Pointing data excerpts
## Start

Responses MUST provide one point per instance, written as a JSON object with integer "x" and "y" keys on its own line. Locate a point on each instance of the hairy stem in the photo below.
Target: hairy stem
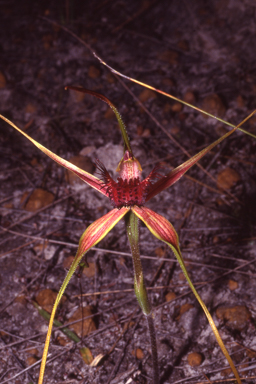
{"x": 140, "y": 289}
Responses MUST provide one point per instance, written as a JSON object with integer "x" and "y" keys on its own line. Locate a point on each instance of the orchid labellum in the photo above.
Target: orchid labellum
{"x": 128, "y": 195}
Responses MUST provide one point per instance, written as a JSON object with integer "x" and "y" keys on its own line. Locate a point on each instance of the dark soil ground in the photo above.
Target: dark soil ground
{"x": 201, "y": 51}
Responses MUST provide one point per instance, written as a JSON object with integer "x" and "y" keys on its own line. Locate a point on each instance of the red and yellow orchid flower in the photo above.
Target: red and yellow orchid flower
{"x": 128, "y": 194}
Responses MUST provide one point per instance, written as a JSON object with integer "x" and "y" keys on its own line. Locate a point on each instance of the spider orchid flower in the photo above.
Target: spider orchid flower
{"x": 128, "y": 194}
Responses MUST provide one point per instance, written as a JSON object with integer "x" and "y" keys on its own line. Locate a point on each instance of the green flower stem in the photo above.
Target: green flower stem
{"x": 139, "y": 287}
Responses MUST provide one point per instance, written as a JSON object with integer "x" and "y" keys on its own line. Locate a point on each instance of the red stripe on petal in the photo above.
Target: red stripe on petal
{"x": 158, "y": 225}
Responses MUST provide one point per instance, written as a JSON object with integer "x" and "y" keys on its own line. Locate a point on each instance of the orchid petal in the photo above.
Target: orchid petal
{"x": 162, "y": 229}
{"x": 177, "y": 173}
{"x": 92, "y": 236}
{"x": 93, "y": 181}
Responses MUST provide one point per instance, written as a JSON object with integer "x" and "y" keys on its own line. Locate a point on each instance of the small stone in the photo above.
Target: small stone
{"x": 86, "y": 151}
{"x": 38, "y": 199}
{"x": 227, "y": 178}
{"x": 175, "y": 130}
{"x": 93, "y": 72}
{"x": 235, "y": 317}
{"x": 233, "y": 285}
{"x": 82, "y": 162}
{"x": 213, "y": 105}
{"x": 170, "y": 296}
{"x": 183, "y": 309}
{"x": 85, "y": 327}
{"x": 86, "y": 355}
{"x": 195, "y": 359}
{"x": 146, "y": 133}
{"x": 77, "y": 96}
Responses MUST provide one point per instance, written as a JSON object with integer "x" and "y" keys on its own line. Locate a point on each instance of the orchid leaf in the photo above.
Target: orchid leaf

## End
## Start

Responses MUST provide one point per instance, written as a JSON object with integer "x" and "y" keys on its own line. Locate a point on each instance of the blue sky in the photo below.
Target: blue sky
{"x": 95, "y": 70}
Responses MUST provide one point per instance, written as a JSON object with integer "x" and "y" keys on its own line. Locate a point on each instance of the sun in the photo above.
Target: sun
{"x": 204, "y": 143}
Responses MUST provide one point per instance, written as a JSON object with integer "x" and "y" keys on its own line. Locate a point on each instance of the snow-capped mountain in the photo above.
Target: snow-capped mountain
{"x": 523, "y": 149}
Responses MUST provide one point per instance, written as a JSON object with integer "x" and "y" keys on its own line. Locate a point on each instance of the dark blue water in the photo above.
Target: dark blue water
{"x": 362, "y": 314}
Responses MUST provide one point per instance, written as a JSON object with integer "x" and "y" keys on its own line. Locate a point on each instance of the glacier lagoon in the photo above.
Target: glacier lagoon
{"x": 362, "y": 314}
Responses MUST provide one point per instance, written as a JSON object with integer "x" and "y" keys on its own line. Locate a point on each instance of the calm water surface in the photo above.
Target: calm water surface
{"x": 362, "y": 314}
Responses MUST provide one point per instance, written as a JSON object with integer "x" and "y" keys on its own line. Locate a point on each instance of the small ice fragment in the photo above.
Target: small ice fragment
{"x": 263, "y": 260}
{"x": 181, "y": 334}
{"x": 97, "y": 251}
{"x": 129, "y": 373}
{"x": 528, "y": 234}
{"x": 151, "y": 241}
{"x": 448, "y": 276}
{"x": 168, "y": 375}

## End

__EXERCISE DIRECTIONS__. Edit the data from the line containing "spider orchid flower in the photo above." down through the line containing "Target: orchid leaf", changing "small stone" to "pebble" and leaving every other word as it is.

__OUTPUT OF THE TASK__.
Responses MUST provide one point per instance, written as a JSON object with integer "x" and "y" keys on its own line. Locate a point on each instance of the spider orchid flower in the photo above.
Target: spider orchid flower
{"x": 128, "y": 194}
Responses MUST provide one point per instance, written as a JSON object with integer "x" and "y" keys on its own line. Locate a point on each instance of the green flower stem in the photo above.
Target: green flower stem
{"x": 139, "y": 287}
Responses MUST provide one point per instance, written as a JSON object with integer "x" and "y" keys on its own line. Locate a point on each instance of the red stripe on petal in the photo above.
Target: red stripe on petal
{"x": 158, "y": 225}
Responses MUST provide one point per instance, written as a JSON object with integer "x" and "y" keys on its own line. Locate a point on each instance of the orchid petal in the photo above.
Target: orchid petal
{"x": 162, "y": 229}
{"x": 177, "y": 173}
{"x": 92, "y": 236}
{"x": 93, "y": 181}
Responses MUST provide one point per instance, written as a JSON object with integer "x" and "y" keys on its own line. Locate a point on each instance of the pebble in the photo above.
Target: pebble
{"x": 86, "y": 151}
{"x": 38, "y": 199}
{"x": 227, "y": 178}
{"x": 175, "y": 130}
{"x": 93, "y": 72}
{"x": 235, "y": 317}
{"x": 233, "y": 285}
{"x": 82, "y": 162}
{"x": 213, "y": 105}
{"x": 170, "y": 296}
{"x": 183, "y": 309}
{"x": 85, "y": 327}
{"x": 86, "y": 355}
{"x": 195, "y": 359}
{"x": 146, "y": 133}
{"x": 77, "y": 96}
Responses MUST provide one point per instance, written as a JSON object with integer "x" and "y" keys on its own line. Locate a point on each instance of the orchid leaf in the photo above.
Target: orchid leaf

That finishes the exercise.